Exercise: Write out the material below word for word, keeping every line unchanged and in its original order.

Data supplied:
[start]

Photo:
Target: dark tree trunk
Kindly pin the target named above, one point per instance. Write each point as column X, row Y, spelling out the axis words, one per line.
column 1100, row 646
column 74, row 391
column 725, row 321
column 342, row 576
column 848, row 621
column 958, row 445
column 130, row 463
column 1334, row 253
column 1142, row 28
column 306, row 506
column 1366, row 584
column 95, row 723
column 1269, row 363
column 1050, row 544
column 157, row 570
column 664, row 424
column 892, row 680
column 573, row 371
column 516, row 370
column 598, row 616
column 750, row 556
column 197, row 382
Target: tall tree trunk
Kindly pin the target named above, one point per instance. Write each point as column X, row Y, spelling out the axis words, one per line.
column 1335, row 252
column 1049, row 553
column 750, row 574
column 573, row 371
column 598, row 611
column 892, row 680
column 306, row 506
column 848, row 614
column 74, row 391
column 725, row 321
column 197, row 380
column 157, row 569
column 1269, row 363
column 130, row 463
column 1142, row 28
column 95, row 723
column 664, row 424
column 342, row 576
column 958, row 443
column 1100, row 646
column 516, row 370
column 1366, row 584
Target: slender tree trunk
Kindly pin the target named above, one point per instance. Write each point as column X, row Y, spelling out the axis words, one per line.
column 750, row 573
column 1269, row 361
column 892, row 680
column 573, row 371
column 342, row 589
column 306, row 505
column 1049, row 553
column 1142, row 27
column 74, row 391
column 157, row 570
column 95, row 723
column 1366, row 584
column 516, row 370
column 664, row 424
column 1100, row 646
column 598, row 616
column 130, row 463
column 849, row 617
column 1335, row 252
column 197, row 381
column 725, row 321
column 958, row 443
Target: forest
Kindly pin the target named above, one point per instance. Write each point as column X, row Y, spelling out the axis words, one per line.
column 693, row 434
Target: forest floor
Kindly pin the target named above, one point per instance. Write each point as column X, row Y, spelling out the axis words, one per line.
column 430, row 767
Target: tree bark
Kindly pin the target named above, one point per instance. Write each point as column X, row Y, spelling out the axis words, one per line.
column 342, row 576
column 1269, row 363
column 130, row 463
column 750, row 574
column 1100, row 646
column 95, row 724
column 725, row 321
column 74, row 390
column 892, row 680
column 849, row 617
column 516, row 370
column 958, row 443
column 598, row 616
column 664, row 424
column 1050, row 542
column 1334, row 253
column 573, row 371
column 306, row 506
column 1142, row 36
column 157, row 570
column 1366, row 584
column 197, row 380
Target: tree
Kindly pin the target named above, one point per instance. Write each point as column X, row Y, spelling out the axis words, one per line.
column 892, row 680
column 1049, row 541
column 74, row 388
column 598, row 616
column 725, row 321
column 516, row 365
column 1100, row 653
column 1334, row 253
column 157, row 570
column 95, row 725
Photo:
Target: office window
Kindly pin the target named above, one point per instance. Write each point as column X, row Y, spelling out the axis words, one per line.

[end]

Reply:
Photo:
Target: dark tree trunk
Kindly pin the target named above, one point per instance. Write each point as column X, row Y, spelling out the axis words, one per line.
column 1100, row 646
column 74, row 391
column 725, row 321
column 342, row 576
column 848, row 621
column 958, row 445
column 130, row 463
column 1334, row 253
column 1142, row 28
column 306, row 506
column 1366, row 584
column 95, row 723
column 1269, row 363
column 1050, row 544
column 157, row 570
column 664, row 424
column 892, row 680
column 573, row 371
column 516, row 370
column 598, row 616
column 750, row 556
column 197, row 382
Target: tall tree trunk
Kindly pin the target named above, one point per instance. Write each point as column X, row Y, spelling out the axis words, one per line.
column 1335, row 252
column 1049, row 553
column 750, row 574
column 573, row 371
column 598, row 611
column 892, row 680
column 306, row 506
column 848, row 614
column 74, row 391
column 725, row 321
column 197, row 380
column 157, row 569
column 1269, row 363
column 130, row 463
column 1142, row 28
column 95, row 723
column 664, row 424
column 342, row 576
column 958, row 443
column 1100, row 646
column 516, row 370
column 1366, row 584
Target: slender tree trunk
Kindly pin the target named above, one point per instance. Write each point as column X, row Y, spelling out the axis words, one per line.
column 750, row 573
column 1269, row 361
column 892, row 680
column 573, row 371
column 342, row 589
column 306, row 505
column 1049, row 553
column 1142, row 27
column 74, row 391
column 157, row 570
column 95, row 723
column 1366, row 584
column 516, row 370
column 664, row 424
column 1100, row 646
column 598, row 616
column 130, row 463
column 849, row 617
column 1335, row 252
column 197, row 381
column 725, row 321
column 958, row 443
Target: forest
Kindly pin the target named above, one point per instance. Write each point as column X, row Y, spelling out the axis words, one per line.
column 693, row 434
Target: forest floor
Kindly pin the target named above, one point per instance. Write each point as column X, row Y, spelling out the axis words, one per line.
column 430, row 767
Target: tree bark
Kindly pin the target named above, one point per instance. Write each point as column X, row Y, spelling out the axis words, one per line.
column 342, row 576
column 1269, row 363
column 130, row 463
column 750, row 574
column 1100, row 646
column 95, row 724
column 725, row 321
column 74, row 390
column 892, row 680
column 849, row 617
column 516, row 370
column 958, row 443
column 598, row 616
column 664, row 424
column 1050, row 542
column 1334, row 253
column 573, row 371
column 306, row 506
column 1142, row 36
column 157, row 570
column 1366, row 584
column 197, row 380
Target: tree
Kindly pin the target named above, one point per instance. Write each point as column X, row Y, spelling out the axis words, one per line.
column 892, row 680
column 1049, row 541
column 74, row 388
column 598, row 616
column 725, row 321
column 516, row 365
column 1100, row 653
column 1334, row 253
column 157, row 570
column 95, row 725
Photo:
Target: office window
Kindly pin the target named above, one point per instance. Write each point as column X, row Y, spelling out the axis words, one per line.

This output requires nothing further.